▸ Trecho fornecido:
******
Assim, em regra, integram o cálculo da renda familiar per capita os rendimentos auferidos pelo cônjuge ou companheiro, os pais e, na ausência de um deles, a madrasta ou o padrasto, os irmãos solteiros, os filhos e enteados solteiros e os menores tutelados, desde que vivam sob o mesmo teto (art. 20, § 1º, da Lei n.º 8.742/93, com a redação dada pela Lei n.º 12.435/2011).
Devem ser excluídos do cálculo, todavia, o valor auferido por idoso com 65 anos ou mais a título de benefício assistencial ou benefício previdenciário de renda mínima (TRF4, EINF 5003869-31.2010.404.7001, 3ª Seção, Relator p/ Acórdão Roger Raupp Rios, juntado aos autos em 10 de fevereiro de 2014), bem como o valor auferido a título de benefício previdenciário por incapacidade ou assistencial em razão de deficiência, independentemente de idade (TRF4, APELREEX 2006.71.14.002159-6, 6ª Turma, Relatora Vânia Hack de Almeida, D.E. 10 de setembro de 2015).
No presente caso, o autor requereu, em 24/07/2013, a concessão do benefício assistencial nº 602.635.746-0 por conta de ser portador de retardo mental grave e Síndrome de Down, o qual foi indeferido em razão de o INSS considerar que a renda per capita do grupo familiar é superior ou igual a 1/4 do salário mínimo (evento 1 - OUT2, pág. 17).
A tutela antecipada foi deferida judicialmente em 22/10/2013 (evento 1 - OUT2, pág. 30).
O estudo social, realizado em 19/04/2017, informou que, além do autor, residem no mesmo núcleo familiar a mãe, Lorena Schanne Bugs, e o primo paterno, Arcelino Adroaldo Bugs (evento 1 - OUT2, págs. 135/138).
Ainda, o estudo social indicou que o imóvel é de alvenaria e que está em boas condições de higiene, além de que a rua é pavimentada e possui saneamento de esgoto. Também constatou a presença de um automóvel ano 2010, um telefone celular e eletrodomésticos, como geladeira, aparelho televisores, rádio, chuveiro elétrico, ar condicionado, ventiladores, etc.
******
▸ Entradas listadas:
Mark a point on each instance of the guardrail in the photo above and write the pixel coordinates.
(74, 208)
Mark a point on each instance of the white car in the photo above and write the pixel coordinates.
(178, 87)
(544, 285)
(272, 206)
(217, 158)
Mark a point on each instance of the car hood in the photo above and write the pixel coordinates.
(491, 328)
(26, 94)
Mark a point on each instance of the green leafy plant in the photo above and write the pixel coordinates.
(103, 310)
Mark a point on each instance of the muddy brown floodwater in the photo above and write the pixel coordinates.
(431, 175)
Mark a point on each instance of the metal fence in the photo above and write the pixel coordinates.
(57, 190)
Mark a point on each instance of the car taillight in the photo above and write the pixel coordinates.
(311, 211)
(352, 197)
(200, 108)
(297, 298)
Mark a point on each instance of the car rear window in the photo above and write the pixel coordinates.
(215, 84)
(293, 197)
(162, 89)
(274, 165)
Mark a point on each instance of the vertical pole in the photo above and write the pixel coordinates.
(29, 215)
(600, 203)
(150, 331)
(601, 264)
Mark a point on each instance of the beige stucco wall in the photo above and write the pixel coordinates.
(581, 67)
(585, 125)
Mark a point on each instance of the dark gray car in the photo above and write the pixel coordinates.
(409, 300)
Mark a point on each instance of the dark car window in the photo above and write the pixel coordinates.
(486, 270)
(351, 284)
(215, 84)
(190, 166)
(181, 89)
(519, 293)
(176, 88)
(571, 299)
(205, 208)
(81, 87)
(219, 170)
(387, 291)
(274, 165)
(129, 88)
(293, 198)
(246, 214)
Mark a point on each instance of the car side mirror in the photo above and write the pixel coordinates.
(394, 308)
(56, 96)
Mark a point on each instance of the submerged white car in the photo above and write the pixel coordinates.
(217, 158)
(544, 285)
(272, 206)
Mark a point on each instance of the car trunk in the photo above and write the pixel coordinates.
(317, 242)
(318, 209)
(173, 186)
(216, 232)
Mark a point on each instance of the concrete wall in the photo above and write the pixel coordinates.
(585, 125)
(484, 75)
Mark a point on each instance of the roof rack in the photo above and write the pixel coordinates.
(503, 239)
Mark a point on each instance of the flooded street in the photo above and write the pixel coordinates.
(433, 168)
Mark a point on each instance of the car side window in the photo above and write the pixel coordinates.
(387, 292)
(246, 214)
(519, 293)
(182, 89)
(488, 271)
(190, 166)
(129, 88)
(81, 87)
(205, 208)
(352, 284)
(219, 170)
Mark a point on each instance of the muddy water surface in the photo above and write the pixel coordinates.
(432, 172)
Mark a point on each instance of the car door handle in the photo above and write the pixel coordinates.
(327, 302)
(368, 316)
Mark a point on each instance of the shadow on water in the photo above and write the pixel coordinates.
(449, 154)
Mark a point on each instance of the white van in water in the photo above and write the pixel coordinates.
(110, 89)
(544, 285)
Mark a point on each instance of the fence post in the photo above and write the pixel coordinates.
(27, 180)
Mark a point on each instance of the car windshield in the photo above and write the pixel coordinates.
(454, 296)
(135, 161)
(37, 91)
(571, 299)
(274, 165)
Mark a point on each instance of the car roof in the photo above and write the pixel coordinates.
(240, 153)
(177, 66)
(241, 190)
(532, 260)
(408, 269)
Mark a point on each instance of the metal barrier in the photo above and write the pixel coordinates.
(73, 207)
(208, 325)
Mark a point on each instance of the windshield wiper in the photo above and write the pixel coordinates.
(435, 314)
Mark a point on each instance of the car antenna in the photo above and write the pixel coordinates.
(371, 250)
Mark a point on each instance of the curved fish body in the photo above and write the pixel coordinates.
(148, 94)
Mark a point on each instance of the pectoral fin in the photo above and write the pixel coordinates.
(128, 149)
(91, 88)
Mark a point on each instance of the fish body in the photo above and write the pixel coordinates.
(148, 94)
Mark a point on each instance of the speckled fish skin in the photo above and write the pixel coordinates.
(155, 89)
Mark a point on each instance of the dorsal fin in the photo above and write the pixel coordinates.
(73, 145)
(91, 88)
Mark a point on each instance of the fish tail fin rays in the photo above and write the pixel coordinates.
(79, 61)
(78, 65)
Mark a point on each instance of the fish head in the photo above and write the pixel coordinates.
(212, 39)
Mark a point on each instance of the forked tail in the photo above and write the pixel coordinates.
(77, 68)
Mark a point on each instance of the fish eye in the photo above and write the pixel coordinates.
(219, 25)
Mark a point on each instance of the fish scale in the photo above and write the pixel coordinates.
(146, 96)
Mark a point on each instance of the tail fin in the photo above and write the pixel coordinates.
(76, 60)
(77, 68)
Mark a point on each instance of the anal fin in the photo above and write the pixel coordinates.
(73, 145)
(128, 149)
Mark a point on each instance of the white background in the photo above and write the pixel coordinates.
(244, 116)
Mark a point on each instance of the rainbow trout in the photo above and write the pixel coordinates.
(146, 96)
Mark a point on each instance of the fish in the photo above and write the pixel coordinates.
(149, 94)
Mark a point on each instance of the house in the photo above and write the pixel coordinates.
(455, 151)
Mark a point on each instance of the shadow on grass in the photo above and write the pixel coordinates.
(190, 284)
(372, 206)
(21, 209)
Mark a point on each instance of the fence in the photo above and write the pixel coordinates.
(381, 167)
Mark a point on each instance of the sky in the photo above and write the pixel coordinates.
******
▸ Objetivo 1: Reproduza, do texto sobre o pedido de benefício assistencial, a parte que vai de "A tutela antecipada" até "condicionado, ventiladores, etc.", incluindo essas palavras.
▸ Objetivo 2: Escreva a continuação do texto sobre o pedido de benefício assistencial, começando logo depois da última frase.

▸ Resposta escrita 1:
A tutela antecipada foi deferida judicialmente em 22/10/2013 (evento 1 - OUT2, pág. 30).
O estudo social, realizado em 19/04/2017, informou que, além do autor, residem no mesmo núcleo familiar a mãe, Lorena Schanne Bugs, e o primo paterno, Arcelino Adroaldo Bugs (evento 1 - OUT2, págs. 135/138).
Ainda, o estudo social indicou que o imóvel é de alvenaria e que está em boas condições de higiene, além de que a rua é pavimentada e possui saneamento de esgoto. Também constatou a presença de um automóvel ano 2010, um telefone celular e eletrodomésticos, como geladeira, aparelho televisores, rádio, chuveiro elétrico, ar condicionado, ventiladores, etc.

▸ Resposta escrita 2:
Além disso, ficou comprovado que a mãe do autor, nascida em 20/11/1945, aufere renda proveniente de benefício de aposentadoria por tempo de contribuição e pensão por morte, cada uma no valor aproximado de um salário mínimo (evento 1 - OUT2, pág. 45). Assim, considerando que a mãe do autor é idosa, um dos benefícios previdenciários deve ser excluído para cálculo da renda familiar.
Logo, tendo em vista que não há nos autos elementos acerca da atuação da mãe do autor como empresária individual, nem indicação de qualquer receita percebida pela eventual existência do minimercado e que o MM. Juiz determinou a complementação do estudo social (evento 1 - OUT2, pág. 174), mostra-se prematura, neste momento processual, a revogação da tutela de urgência concedida na origem. É razoável, pois, que se aguarde o resultado da complementação do estudo social determinado pelo juízo.
O perigo de dano está caracterizado pela impossibilidade de o beneficiário promover o próprio sustento, no qual o atraso na concessão do benefício constitui uma violação irreparável, pois o bem jurídico ofendido é infungível, sendo, para a tutela antecipada, consequência lógica da pura e simples demora na concessão do benefício.
Destaque-se que a mera possibilidade de irreversibilidade do provimento, de ordem puramente econômica, não se há de erigir em óbice à antecipação da tutela em matéria previdenciária ou assistencial sempre que a efetiva proteção dos direitos à vida, à saúde, à previdência ou à assistência social não puder ser realizada sem a providência antecipatória. A hipótese, aqui, é de risco de irreversibilidade inverso.
Dispositivo
Em face do que foi dito, voto no sentido de negar provimento ao agravo de instrumento.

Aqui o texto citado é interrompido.